As an example of our FPGA-based multithreading approach, we implement a hash join operator. Hash-joins are basic building block of relational query processing and various recent works have explored their implementation tailored to multicore CPU architectures [4; 5; 11]. Building a hash table with an FPGA would require massive parallelism to compete with the CPU's order of magnitude faster clock frequency. In turn that means many jobs must be synchronized and managed locally on the FPGA. Building the table on-chip with local BRAMs is another option, as the BRAM's 1-cycle latency removes any need for synchronization. However, current FPGAs only have a few MBs of local BRAMs in total, which limits the build relations to only a few thousand elements [9].

Nevertheless, recent progress in FPGA architecture [1] allows locking of individual memory locations. We leverage this advancement to build the first end-to-end in-memory hash join with an FPGA. Te FPGA masks long memory latencies by managing thousands of threads concurrently without using any caches, opposed to software implementations, which require effective caching to limit memory requests. We analyze and test our design in hardware and show throughput up to 1,600 million tuples per second with 76.8 GB/s memory bandwidth. We also claim 3.4x speedup over the state-of-the-art software implementations when the CPU and FPGA have similar bandwidth.

=-=-=

PROBLEM DESCRIPTION:
Reproduce the passage on the FPGA hash join from "As an example" to "thousand elements [9].", changing "clock frequency" to "clock rate".

COLLECTED MATERIAL:
=-=-=

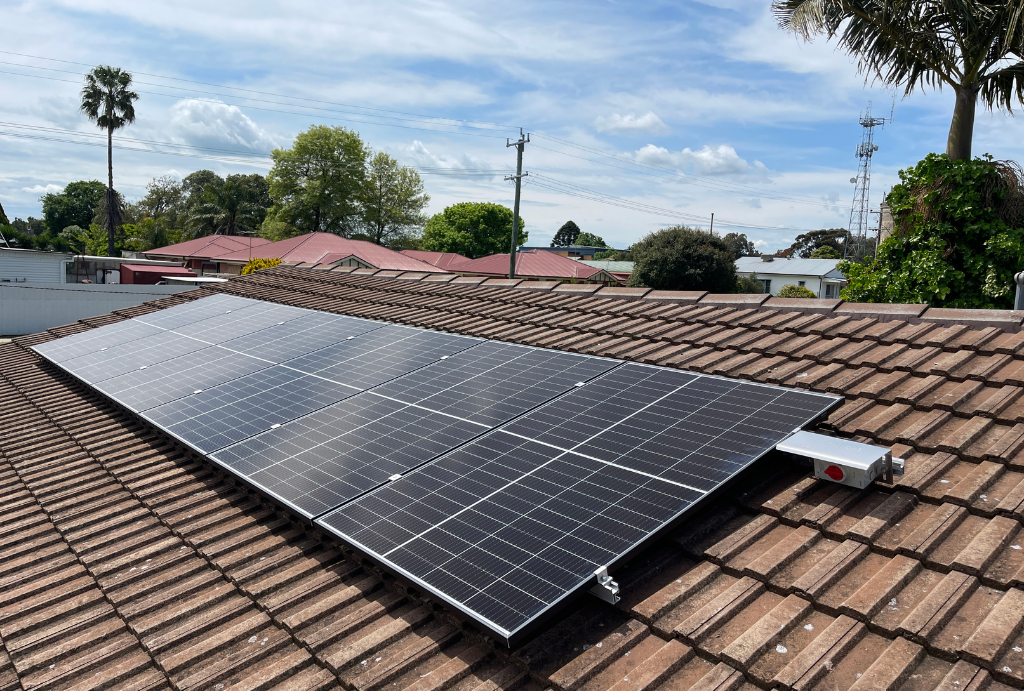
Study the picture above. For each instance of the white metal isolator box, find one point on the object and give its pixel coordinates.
(842, 461)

=-=-=

SOLUTION:
As an example of our FPGA-based multithreading approach, we implement a hash join operator. Hash-joins are basic building block of relational query processing and various recent works have explored their implementation tailored to multicore CPU architectures [4; 5; 11]. Building a hash table with an FPGA would require massive parallelism to compete with the CPU's order of magnitude faster clock rate. In turn that means many jobs must be synchronized and managed locally on the FPGA. Building the table on-chip with local BRAMs is another option, as the BRAM's 1-cycle latency removes any need for synchronization. However, current FPGAs only have a few MBs of local BRAMs in total, which limits the build relations to only a few thousand elements [9].